TASK DIRECTIONS →
Write what comes next in the piece on background processing with RabbitMQ and Sneakers, picking up after its last sentence.

SUPPLIED TEXT →
Asynchronous processing is important in many systems. My introduction to working with such systems was a trial by fire. I had never worked with background processing, yet was faced with both designing and implementing it. This left me with the latitude to select the best tool for the job. After comparing several options, I settled on using RabbitMQ with Sneakers.
The quickest intro to AMQP ever
AMQP is the Advanced Message Queue Protocol. It provides us with the consumer/producer abstraction in a client/server fashion. In this way, we can produce messages and consume them on different servers, using a message broker as an in-between (usually the setup is much more complicated, with many producers, many consumers, and a scalable broker).
RabbitMQ implements the AMQP protocol, which represents producers as “exchanges”, which accept published messages, and place them into “queues”. Routing of messages can be 1:1, 1:n, n:m, or somewhere in the fuzzy whitespace between those.
RabbitMQ’s site has a better explanation than I could ever give on AMQP
Worker types
Processing worker
A processing worker takes messages off a queue, and processes them. If it finishes off all the messages in its queue, it will wait for more to arrive. This is the classic “background worker” pattern that I’ve used Sneakers to solve.
One-off worker
This worker type reads all the messages off a queue until it’s empty. This worker is great for building reports, doing some one-off work that you know isn’t high priority, etc. Here’s some starter code that I use for this worker type:
Some tips for working with Sneakers
Syntax errors
If you have a syntax error, Sneakers/Rails will eat the message and you won’t necessarily see it.

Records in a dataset
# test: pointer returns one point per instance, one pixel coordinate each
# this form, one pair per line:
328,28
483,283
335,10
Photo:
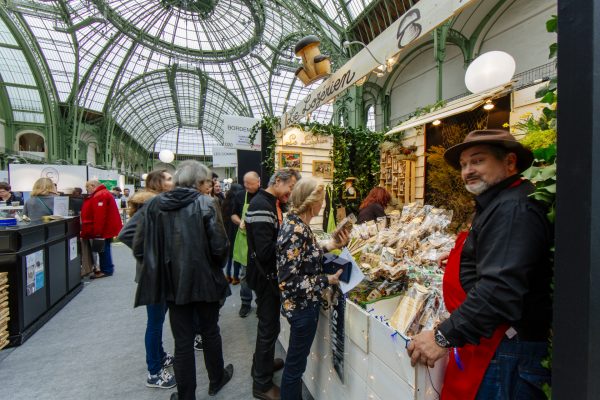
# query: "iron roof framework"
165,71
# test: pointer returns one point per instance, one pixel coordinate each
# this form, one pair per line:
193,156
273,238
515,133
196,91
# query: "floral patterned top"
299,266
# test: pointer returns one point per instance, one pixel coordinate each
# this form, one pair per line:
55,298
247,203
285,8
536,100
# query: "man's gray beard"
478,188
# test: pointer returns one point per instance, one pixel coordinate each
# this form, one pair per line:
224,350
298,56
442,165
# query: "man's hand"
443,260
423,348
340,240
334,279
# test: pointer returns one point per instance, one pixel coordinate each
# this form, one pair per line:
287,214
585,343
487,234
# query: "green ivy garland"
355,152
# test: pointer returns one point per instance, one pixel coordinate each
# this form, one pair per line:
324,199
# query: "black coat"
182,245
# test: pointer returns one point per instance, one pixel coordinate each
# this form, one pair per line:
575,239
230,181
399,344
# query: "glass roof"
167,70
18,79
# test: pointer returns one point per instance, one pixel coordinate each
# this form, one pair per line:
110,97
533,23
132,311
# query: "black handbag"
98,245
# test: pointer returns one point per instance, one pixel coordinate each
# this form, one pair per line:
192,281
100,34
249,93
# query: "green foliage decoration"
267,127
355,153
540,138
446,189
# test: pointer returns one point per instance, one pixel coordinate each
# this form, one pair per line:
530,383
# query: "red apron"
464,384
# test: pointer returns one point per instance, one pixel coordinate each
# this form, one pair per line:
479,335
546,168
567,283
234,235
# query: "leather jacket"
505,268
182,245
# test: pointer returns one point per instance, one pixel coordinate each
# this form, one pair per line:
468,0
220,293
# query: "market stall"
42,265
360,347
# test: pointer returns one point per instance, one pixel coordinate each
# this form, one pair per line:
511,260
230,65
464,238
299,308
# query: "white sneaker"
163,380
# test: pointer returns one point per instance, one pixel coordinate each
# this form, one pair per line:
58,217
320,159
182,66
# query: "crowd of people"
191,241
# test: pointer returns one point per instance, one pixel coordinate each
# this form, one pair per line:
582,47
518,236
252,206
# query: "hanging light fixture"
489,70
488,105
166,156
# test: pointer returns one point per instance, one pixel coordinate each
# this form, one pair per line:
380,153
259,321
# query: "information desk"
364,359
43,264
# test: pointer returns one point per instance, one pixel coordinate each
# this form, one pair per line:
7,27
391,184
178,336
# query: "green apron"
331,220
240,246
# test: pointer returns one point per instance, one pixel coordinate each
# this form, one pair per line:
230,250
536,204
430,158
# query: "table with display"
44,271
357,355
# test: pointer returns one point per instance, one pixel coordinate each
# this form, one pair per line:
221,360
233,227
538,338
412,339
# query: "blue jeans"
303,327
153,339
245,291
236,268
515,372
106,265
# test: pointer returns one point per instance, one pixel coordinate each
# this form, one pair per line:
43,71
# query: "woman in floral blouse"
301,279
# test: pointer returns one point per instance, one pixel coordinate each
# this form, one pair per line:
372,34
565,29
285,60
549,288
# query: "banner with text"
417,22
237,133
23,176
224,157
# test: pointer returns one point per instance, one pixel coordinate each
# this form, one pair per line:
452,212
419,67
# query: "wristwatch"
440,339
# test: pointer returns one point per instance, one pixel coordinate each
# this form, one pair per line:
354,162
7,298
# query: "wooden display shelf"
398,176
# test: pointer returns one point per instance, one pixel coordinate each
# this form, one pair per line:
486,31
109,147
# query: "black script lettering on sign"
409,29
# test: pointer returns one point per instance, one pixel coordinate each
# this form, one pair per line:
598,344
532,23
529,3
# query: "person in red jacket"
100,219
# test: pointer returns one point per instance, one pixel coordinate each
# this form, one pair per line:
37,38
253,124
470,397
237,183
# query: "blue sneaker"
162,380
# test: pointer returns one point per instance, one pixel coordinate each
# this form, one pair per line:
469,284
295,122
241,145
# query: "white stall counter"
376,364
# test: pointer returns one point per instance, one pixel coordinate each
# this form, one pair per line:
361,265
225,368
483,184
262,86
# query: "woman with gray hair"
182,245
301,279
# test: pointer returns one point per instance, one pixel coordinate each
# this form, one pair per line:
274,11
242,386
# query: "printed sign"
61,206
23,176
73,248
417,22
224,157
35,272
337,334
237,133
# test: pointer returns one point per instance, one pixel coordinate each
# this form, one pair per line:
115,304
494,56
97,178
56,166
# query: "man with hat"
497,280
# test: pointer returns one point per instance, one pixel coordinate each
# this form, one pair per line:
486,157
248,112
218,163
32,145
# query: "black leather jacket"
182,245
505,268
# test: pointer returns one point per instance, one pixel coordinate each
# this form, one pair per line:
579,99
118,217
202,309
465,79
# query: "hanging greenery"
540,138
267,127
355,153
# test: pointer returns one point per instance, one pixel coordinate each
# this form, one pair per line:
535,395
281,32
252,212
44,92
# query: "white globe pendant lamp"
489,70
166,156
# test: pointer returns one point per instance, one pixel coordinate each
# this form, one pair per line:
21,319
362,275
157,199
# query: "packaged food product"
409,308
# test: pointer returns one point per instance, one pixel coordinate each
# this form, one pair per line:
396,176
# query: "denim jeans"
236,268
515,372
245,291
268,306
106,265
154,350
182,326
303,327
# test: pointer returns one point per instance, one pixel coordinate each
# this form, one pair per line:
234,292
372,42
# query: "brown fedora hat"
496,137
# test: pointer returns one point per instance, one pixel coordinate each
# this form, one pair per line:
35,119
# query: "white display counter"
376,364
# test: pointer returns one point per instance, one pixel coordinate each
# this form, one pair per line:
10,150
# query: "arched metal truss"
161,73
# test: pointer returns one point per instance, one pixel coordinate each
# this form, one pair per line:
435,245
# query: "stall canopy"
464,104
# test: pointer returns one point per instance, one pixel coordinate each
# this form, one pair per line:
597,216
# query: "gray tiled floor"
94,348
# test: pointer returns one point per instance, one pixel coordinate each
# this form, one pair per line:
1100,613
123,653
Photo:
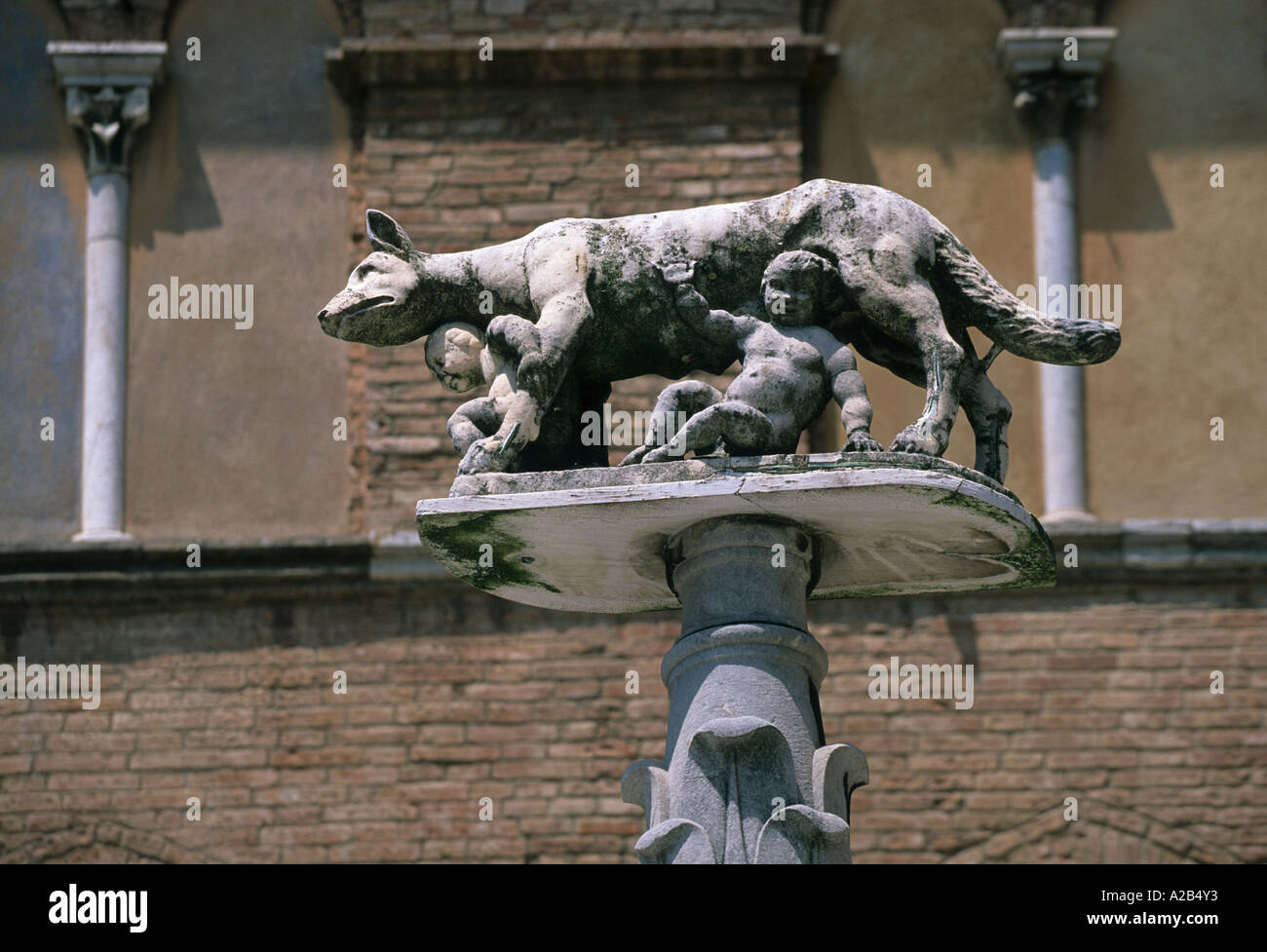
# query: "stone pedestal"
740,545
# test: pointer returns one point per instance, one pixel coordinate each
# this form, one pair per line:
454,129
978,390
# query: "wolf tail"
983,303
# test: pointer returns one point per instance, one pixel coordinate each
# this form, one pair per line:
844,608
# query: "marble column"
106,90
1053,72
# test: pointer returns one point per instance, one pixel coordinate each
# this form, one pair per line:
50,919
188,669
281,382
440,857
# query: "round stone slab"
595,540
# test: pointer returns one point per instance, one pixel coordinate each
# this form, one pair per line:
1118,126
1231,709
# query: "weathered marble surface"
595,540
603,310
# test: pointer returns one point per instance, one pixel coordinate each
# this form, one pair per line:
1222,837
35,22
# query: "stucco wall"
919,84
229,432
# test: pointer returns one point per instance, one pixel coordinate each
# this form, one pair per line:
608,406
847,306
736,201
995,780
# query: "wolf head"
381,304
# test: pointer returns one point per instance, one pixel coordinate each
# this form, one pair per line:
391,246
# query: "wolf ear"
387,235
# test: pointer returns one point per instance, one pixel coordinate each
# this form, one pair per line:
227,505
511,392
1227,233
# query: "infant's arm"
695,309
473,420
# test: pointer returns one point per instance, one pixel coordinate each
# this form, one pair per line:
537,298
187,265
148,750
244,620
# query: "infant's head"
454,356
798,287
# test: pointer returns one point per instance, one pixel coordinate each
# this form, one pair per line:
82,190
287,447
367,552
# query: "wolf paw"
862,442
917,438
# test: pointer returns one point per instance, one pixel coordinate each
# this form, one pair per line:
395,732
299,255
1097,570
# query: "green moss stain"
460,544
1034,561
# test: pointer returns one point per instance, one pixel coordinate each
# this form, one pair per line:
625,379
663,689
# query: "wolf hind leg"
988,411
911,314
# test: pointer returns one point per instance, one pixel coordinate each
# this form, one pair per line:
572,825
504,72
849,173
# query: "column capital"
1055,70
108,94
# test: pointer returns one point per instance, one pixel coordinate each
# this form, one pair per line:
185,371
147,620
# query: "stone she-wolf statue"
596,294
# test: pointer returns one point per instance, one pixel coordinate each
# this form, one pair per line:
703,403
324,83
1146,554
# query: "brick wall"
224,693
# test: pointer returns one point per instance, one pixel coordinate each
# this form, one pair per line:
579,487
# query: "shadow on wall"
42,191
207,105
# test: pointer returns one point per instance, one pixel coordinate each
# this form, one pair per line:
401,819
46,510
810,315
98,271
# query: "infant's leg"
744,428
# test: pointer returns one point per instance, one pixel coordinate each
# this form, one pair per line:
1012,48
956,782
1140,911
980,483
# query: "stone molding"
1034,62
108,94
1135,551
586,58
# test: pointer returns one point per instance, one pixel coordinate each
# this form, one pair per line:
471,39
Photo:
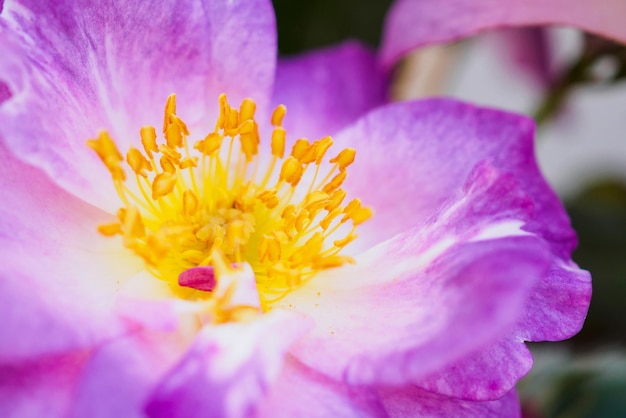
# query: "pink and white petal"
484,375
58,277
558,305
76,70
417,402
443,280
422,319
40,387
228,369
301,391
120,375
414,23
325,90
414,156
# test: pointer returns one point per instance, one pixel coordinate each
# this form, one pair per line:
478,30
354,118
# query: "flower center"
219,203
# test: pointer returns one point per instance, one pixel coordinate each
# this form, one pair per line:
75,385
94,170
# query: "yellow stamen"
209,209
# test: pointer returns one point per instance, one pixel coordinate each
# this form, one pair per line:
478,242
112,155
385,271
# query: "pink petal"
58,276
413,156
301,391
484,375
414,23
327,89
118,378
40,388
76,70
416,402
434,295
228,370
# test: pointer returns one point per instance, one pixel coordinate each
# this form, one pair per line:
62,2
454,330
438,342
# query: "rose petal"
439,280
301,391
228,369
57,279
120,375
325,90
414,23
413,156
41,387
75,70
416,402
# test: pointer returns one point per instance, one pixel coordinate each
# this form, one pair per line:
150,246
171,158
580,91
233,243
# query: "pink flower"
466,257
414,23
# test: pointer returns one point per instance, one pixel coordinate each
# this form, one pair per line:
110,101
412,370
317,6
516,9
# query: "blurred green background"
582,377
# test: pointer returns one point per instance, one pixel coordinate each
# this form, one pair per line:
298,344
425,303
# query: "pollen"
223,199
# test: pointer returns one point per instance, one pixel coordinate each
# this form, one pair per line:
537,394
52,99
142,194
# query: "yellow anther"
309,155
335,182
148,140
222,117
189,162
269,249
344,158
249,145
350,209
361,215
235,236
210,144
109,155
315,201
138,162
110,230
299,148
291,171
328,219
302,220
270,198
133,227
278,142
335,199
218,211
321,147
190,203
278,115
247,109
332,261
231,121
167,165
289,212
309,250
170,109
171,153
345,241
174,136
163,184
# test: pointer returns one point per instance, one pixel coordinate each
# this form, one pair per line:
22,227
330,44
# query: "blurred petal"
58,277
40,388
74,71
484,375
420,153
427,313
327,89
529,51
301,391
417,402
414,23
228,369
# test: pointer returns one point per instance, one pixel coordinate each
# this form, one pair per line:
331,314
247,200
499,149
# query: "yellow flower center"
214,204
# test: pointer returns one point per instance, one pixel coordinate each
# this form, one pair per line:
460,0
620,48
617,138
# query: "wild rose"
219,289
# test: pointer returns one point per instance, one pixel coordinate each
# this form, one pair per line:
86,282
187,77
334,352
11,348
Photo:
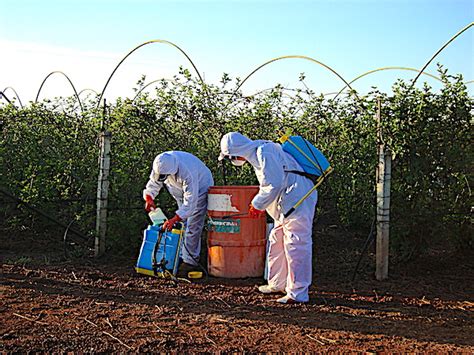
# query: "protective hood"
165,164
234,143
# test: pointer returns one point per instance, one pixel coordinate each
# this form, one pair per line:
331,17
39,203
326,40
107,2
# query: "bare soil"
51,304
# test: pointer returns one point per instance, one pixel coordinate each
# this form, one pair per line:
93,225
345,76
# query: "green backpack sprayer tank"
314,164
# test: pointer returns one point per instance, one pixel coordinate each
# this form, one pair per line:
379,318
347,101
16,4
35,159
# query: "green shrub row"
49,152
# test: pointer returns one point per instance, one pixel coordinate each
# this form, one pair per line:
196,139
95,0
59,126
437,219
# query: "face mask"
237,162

OUTPUT OF THE EXERCISE →
Catching errors
When an error is thrown, Sneakers doesn’t log it, so it’s up to you to log it in your worker. Method-level rescue is a great fit here:
Error Queue
I have grown fond of creating a dedicated queue for reporting errors. I have a one-off worker generate reports from this queue periodically. The format I use for messages in this is quite simple:
- worker classname
- error message
- timestamp
I’ve also found it useful to maintain a separate error queue parallel to each worker queue. I usually only do this for workers that make network requests, and use the error queue to reschedule using a backoff strategy.
Scheduled delivery
I haven’t had time to work through this one completely, but RabbitMQ has a workaround using message expiration dates and a dead message exchange. I’ll follow up on this when I get a chance to investigate it further.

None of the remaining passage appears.